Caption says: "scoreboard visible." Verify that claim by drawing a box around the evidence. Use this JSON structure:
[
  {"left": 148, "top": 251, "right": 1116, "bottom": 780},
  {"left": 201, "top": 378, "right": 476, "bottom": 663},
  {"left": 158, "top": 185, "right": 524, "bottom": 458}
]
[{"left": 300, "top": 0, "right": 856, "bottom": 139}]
□ □ □
DIRECTIVE: Reproduce every entry above verbatim, preserving each line, number, and punctuation mark without alteration.

THE SOLUTION:
Caption says: "scoreboard visible." Verify that claim by drawing a box around the evidence. Use this JSON structure:
[
  {"left": 148, "top": 251, "right": 1116, "bottom": 780},
  {"left": 201, "top": 378, "right": 476, "bottom": 663},
  {"left": 158, "top": 185, "right": 524, "bottom": 458}
]
[{"left": 300, "top": 0, "right": 856, "bottom": 139}]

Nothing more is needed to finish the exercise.